| Rows |
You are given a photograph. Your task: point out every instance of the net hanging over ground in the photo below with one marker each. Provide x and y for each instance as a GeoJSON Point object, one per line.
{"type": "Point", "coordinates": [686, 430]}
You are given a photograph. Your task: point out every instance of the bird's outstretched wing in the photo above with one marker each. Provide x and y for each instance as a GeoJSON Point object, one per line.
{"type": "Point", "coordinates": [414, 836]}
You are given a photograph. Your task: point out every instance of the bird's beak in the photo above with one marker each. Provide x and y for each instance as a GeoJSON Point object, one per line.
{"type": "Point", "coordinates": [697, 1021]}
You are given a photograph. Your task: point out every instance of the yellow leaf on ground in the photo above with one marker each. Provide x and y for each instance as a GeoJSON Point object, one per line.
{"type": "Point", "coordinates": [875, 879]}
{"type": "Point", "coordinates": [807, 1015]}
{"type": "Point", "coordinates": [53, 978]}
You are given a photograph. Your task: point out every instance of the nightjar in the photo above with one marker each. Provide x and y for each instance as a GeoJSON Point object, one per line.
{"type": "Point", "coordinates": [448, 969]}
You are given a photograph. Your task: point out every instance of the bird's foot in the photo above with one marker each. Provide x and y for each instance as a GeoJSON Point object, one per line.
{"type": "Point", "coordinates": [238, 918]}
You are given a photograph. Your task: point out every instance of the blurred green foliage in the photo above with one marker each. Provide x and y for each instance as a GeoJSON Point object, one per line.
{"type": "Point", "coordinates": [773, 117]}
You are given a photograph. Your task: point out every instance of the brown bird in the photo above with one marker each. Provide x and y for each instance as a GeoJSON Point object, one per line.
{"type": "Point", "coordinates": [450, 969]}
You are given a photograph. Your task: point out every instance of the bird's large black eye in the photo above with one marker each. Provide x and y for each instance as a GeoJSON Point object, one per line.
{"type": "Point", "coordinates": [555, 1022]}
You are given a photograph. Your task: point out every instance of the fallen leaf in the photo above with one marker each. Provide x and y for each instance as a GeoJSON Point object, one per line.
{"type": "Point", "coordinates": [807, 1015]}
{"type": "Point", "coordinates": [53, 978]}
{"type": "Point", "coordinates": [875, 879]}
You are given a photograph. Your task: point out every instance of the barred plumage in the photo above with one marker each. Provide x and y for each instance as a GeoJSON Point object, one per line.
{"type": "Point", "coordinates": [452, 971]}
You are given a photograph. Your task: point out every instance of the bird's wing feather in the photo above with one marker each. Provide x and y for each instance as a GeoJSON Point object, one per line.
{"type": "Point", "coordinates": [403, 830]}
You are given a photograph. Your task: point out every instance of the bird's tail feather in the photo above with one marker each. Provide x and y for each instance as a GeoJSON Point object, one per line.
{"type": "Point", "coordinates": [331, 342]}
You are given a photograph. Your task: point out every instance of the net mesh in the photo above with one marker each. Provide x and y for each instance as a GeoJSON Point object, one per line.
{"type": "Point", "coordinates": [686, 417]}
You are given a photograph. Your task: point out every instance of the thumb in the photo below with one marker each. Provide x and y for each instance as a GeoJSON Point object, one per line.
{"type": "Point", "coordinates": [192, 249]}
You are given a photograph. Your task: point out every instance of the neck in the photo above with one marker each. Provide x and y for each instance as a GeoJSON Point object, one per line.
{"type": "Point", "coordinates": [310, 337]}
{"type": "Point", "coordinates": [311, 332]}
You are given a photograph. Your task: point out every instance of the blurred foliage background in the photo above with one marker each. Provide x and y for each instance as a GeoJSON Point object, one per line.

| Task statement |
Take the entries and copy them out exactly.

| Response to this exercise |
You are given a photograph. Your task: point out every instance of the net hanging over ground in the photo below with one marker each. Provide x and y for each instance as a GeoJSON Point object, one per line.
{"type": "Point", "coordinates": [686, 430]}
You are given a photograph. Your task: point out every instance of the bird's outstretched wing in the photo above with one marker each. Provide x and y for each instance as a GeoJSON Point object, one per line.
{"type": "Point", "coordinates": [414, 836]}
You are given a photograph. Your task: point out every instance of the bird's beak in the photo above with one marker each. Provide x and y for each instance as a GeoJSON Point object, one per line.
{"type": "Point", "coordinates": [697, 1021]}
You are given a photograph. Your task: point out every instance of the yellow leaf on ground in the photo above with one marker each. Provide x and y for each instance as a GeoJSON Point object, one per line.
{"type": "Point", "coordinates": [875, 879]}
{"type": "Point", "coordinates": [807, 1015]}
{"type": "Point", "coordinates": [53, 978]}
You are given a photograph. Your task: point out every instance of the nightjar in the photo above with one marker each. Provide x and y for each instance as a GeoJSON Point object, one per line.
{"type": "Point", "coordinates": [448, 969]}
You are given a photograph. Your task: point out every instance of the bird's foot in the photo above with one marker each. Provide x and y for each instance as a GeoJSON Point object, one per line.
{"type": "Point", "coordinates": [238, 918]}
You are given a photograph. Your task: point out every instance of the blurred green foliage in the photo above with one marker each. Provide x and y for each instance as a GeoJSON Point object, one per line.
{"type": "Point", "coordinates": [773, 117]}
You are given a photograph. Your task: point out every instance of the brown bird in the photo above with one marker each. Provide x and y for each instance as a GeoJSON Point object, one per line.
{"type": "Point", "coordinates": [450, 969]}
You are given a photograph. Your task: point out every instance of the bird's large black eye in the photo above with one marker each. Provide x and y for each instance as a GeoJSON Point object, one per line.
{"type": "Point", "coordinates": [555, 1022]}
You are given a photograph. Your task: point out every instance of the fallen leaf in the photo above with one marker each. Provide x and y for each instance as a GeoJSON Point object, one per line.
{"type": "Point", "coordinates": [807, 1015]}
{"type": "Point", "coordinates": [53, 978]}
{"type": "Point", "coordinates": [875, 879]}
You are given a photograph. Your task: point out every instance of the barred plumage in the photo above with one marker each. Provide x and y for each instance as a GeoJSON Point object, one per line.
{"type": "Point", "coordinates": [452, 971]}
You are given a photograph. Your task: point out every instance of the bird's wing feather in the photo above with one marker each. Provide x and y for each instance as a GeoJSON Point object, one per line.
{"type": "Point", "coordinates": [403, 830]}
You are given a photograph. Your task: point out every instance of the bird's tail feather in the photo above with one marker each. Provide x and y for each instance as a GeoJSON Point object, one per line.
{"type": "Point", "coordinates": [331, 342]}
You are given a photograph. Your task: point out every instance of the net mesh in the photo above with one marker each. Provide x and y for each instance as a GeoJSON Point object, one per line.
{"type": "Point", "coordinates": [686, 417]}
You are given a photograph. Your task: point out every instance of the thumb in the photo below with one marker each. Provide x and y for each instance as a GeoJSON Point object, one per line.
{"type": "Point", "coordinates": [192, 249]}
You are given a photograph. Your task: point out every instance of the neck in the photo above with one marker each. Provide x and y for each instance as a GeoJSON Point object, one per line.
{"type": "Point", "coordinates": [310, 337]}
{"type": "Point", "coordinates": [311, 332]}
You are given a photograph. Your task: point out every instance of the blurred foliage background in the photo above with one marker each. Provide x and y for each instance as a GeoJSON Point object, one per line.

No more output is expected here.